_Consigne_:
Indiquez, d'après le texte de la page, de quelle manière Dieu parlait à Moïse selon Ex 33, 11.

_Texte de la page_:
----

D’ailleurs c’est bien dans la façon de parler, de dialoguer avec l’autre que se manifeste la nouvelle relation entre amis.

En Nb 12 :8 Dieu dit : «  Pourquoi avez-vous osé parler contre mon serviteur Moïse ? » et en Ex 33, 11 on nous dit que « Dieu parlait à Moïse face à face, comme  un homme parle à son ami ».  Le verbe employé deux fois ici par Dieu, dans l’Ancien Testament est celui de parler.

L’amitié avec Dieu et avec Jésus se concrétise dans un dialogue, un échange verbal ; bref dans la communication. Peut-être pour cela que le livre de l’Ecclésiastique  a cette très belle formule : « Ne te confie pas trop vite à ton prochain ». Se confier, parler : toujours un échange verbal.

Mais il faut aller plus loin.

Tout le paragraphe où Jésus parle d’un ami est encadré par un leitmotiv : « Mon commandement, c’est de vous aimer les uns les autres ».S’aimer les uns les autres  va se concrétiser par la charité, c'est-à-dire par cet amour de bienveillance qui veut tout le bien pour l’autre et qui ne cherche en rien à se l’accaparer pour soi. 

Alors, comment concilier ou rejoindre charité et amitié ? St Thomas d’Aquin qui, paraît-il, avait beaucoup  réfléchi sur  l’amitié avec Dieu, écrivait : « La charité ne signifie pas seulement l’amour de Dieu, mais une certaine amitié avec lui ».

Qu’est-ce que cela veut bien pouvoir dire pour nous chrétiens ?

Que la mesure avec laquelle  nous nous aimerons les uns les autres, c'est-à-dire notre charité mutuelle, sera à la mesure de notre relation amicale, c'est-à-dire profonde, avec Jésus ou avec Dieu. C’est en cela même que notre charité mutuelle sera différente de la charité que peuvent donner tous les humains. Cet amour réciproque entre Dieu-Jésus et nous, plus il s’approfondit, plus il crée entre Dieu-Jésus et nous une certaine intimité (signe d’une certaine amitié), et plus il nous fait grandir, plus il nous donne notre stature humaine. La charité, quand elle est mise en œuvre, nous décentre de nous-mêmes et crée des liens avec ceux que nous rencontrons.

----

_Données enregistrées_:

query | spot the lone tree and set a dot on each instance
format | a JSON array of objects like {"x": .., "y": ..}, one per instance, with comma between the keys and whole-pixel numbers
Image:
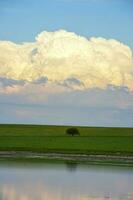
[{"x": 72, "y": 131}]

----

_Réponse_:
Dieu parlait à Moïse face à face, comme un homme parle à son ami.